### Text extract
***
KYLIN-3873 Fix inappropriate use of memory in SparkFactDistinct.java

SeraphInHeaven · Mar 29, 2019 · 610d0f3 · 610d0f3
1 parent 4ec4051
commit 610d0f3
Showing 1 changed file with 65 additions and 55 deletions.
diff --git a/engine-spark/src/main/java/org/apache/kylin/engine/spark/SparkFactDistinct.java b/engine-spark/src/main/java/org/apache/kylin/engine/spark/SparkFactDistinct.java
@@ -23,7 +23,6 @@
 import java.io.Serializable;
 import java.nio.ByteBuffer;
 import java.nio.charset.StandardCharsets;
-import java.util.ArrayList;
 import java.util.Arrays;
 import java.util.Collections;
 import java.util.Iterator;
@@ -193,12 +192,23 @@ protected void execute(OptionsHelper optionsHelper) throws Exception {
 
             final JavaRDD<String[]> recordRDD = SparkUtil.hiveRecordInputRDD(isSequenceFile, sc, inputPath, hiveTable);
 
+            // read record from flat table
+            // output:
+            //   1, statistic
+            //   2, field value of dict col
+            //   3, min/max field value of not dict col
             JavaPairRDD<SelfDefineSortableKey, Text> flatOutputRDD = recordRDD.mapPartitionsToPair(
                     new FlatOutputFucntion(cubeName, segmentId, metaUrl, sConf, samplingPercent, bytesWritten));
 
+            // repartition data, make each reducer handle only one col data or the statistic data
             JavaPairRDD<SelfDefineSortableKey, Text> aggredRDD = flatOutputRDD
                 .repartitionAndSortWithinPartitions(new FactDistinctPartitioner(cubeName, metaUrl, sConf, reducerMapping.getTotalReducerNum()));
 
+            // multiple output result
+            // 1, CFG_OUTPUT_COLUMN: field values of dict col, which will not be built in reducer, like globalDictCol
+            // 2, CFG_OUTPUT_DICT: dictionary object built in reducer
+            // 3, CFG_OUTPUT_STATISTICS: cube statistic: hll of cuboids ...
+            // 4, CFG_OUTPUT_PARTITION: dimension value range(min,max)
             JavaPairRDD<String, Tuple3<Writable, Writable, String>> outputRDD = aggredRDD
                     .mapPartitionsToPair(new MultiOutputFunction(cubeName, metaUrl, sConf, samplingPercent));
 
@@ -237,6 +247,12 @@ protected void execute(OptionsHelper optionsHelper) throws Exception {
         }
     }
 
+    /**
+     * output: Tuple2<SelfDefineSortableKey, Text>
+     * 1, for statistics, SelfDefineSortableKey = reducerId + cuboidId, Text = hll of cuboidId
+     * 2, for dict col, SelfDefineSortableKey = reducerId + field value, Text = ""
+     * 3, for not dict col, SelfDefineSortableKey = reducerId + min/max value, Text = ""
***
### Data for processing
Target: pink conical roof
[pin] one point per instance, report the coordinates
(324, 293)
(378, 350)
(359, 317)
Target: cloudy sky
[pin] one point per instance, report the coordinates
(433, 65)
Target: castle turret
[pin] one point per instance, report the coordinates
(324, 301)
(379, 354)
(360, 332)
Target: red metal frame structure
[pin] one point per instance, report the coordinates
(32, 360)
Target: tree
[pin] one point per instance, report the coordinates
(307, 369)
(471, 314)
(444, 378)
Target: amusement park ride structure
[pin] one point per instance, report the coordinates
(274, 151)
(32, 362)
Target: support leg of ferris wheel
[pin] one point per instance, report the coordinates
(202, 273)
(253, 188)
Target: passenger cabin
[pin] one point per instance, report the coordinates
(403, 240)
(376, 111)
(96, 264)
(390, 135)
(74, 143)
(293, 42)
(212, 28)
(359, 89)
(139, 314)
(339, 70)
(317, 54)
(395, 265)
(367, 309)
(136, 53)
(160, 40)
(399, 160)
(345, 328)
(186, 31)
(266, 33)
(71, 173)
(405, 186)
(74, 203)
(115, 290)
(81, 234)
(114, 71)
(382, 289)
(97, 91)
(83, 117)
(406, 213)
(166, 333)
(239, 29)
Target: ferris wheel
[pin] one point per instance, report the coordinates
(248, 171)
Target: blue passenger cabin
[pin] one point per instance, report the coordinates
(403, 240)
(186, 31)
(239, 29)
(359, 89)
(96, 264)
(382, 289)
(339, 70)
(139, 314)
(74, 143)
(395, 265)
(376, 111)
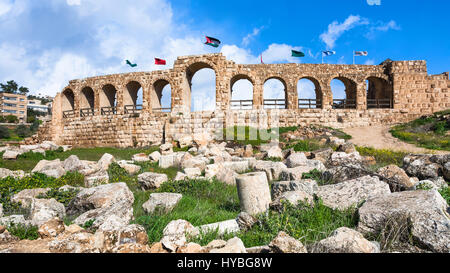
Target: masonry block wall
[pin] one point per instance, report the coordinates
(103, 111)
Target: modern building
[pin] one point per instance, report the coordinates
(14, 104)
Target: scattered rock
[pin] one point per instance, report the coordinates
(149, 181)
(345, 240)
(351, 193)
(43, 210)
(234, 245)
(140, 158)
(163, 201)
(425, 212)
(51, 228)
(283, 243)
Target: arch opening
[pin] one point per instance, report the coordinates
(199, 91)
(379, 93)
(344, 93)
(241, 93)
(309, 93)
(133, 99)
(161, 97)
(108, 100)
(87, 102)
(275, 94)
(68, 103)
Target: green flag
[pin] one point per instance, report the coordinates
(297, 54)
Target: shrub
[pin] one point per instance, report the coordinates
(4, 132)
(24, 232)
(23, 131)
(11, 119)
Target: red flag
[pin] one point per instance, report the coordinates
(160, 61)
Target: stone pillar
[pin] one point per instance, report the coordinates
(254, 192)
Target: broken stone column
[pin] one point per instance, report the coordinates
(254, 193)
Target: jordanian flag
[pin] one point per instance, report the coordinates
(160, 61)
(130, 64)
(328, 53)
(212, 41)
(297, 54)
(361, 53)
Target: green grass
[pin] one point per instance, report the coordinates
(427, 132)
(203, 203)
(309, 224)
(383, 157)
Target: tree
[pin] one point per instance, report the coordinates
(13, 88)
(4, 132)
(9, 87)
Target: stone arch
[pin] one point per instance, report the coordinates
(306, 101)
(133, 91)
(190, 72)
(350, 91)
(275, 103)
(87, 101)
(243, 101)
(68, 102)
(380, 93)
(157, 95)
(108, 99)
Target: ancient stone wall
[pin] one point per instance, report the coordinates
(103, 111)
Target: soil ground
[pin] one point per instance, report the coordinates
(378, 137)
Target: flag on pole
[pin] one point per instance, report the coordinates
(297, 54)
(361, 53)
(328, 52)
(130, 64)
(160, 61)
(212, 42)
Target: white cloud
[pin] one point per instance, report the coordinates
(73, 2)
(336, 29)
(247, 39)
(5, 6)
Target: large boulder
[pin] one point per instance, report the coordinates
(307, 185)
(351, 193)
(149, 180)
(103, 196)
(234, 245)
(52, 168)
(273, 170)
(106, 161)
(174, 234)
(25, 197)
(163, 201)
(345, 240)
(43, 210)
(284, 243)
(424, 212)
(396, 177)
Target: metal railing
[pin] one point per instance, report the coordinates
(241, 104)
(85, 112)
(164, 109)
(109, 111)
(309, 103)
(133, 109)
(379, 103)
(344, 104)
(69, 114)
(275, 104)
***
### Set exercise 1
According to the commit page, how many additions and deletions does the changed file show?
### Set exercise 2
Print everything in the records from the line containing "Target: green grass" down to the end of the records, with both ends included.
The commit page and the records have no connection to each other.

### Right answer 1
65 additions and 55 deletions.

### Right answer 2
Target: green grass
[pin] one point per instance, report the coordinates
(427, 132)
(203, 203)
(309, 224)
(383, 157)
Target: tree
[pin] one point per instance, report the coordinates
(13, 88)
(4, 132)
(9, 87)
Target: stone arch
[pin] one point per instance, report the coordinates
(306, 101)
(133, 91)
(190, 72)
(350, 91)
(275, 103)
(87, 101)
(243, 101)
(68, 102)
(380, 93)
(157, 95)
(108, 99)
Target: ancient stone wall
[pin] one point per instance, report the coordinates
(103, 111)
Target: soil ground
[pin] one point per instance, report the coordinates
(378, 137)
Target: flag on pole
[pin] one point per instance, report the coordinates
(297, 54)
(361, 53)
(328, 52)
(130, 64)
(160, 61)
(212, 42)
Target: white cloud
[pin] one point per instance, report the coordinates
(73, 2)
(336, 29)
(247, 39)
(5, 6)
Target: large boulder
[pin] one point per instance, report the coordinates
(307, 185)
(351, 193)
(149, 180)
(103, 196)
(234, 245)
(52, 168)
(273, 170)
(106, 161)
(174, 234)
(25, 197)
(163, 201)
(345, 240)
(43, 210)
(284, 243)
(424, 212)
(396, 177)
Target: metal railing
[pin] one point per instance, report the coordinates
(241, 104)
(85, 112)
(164, 109)
(109, 111)
(309, 103)
(133, 109)
(379, 103)
(344, 104)
(69, 114)
(275, 104)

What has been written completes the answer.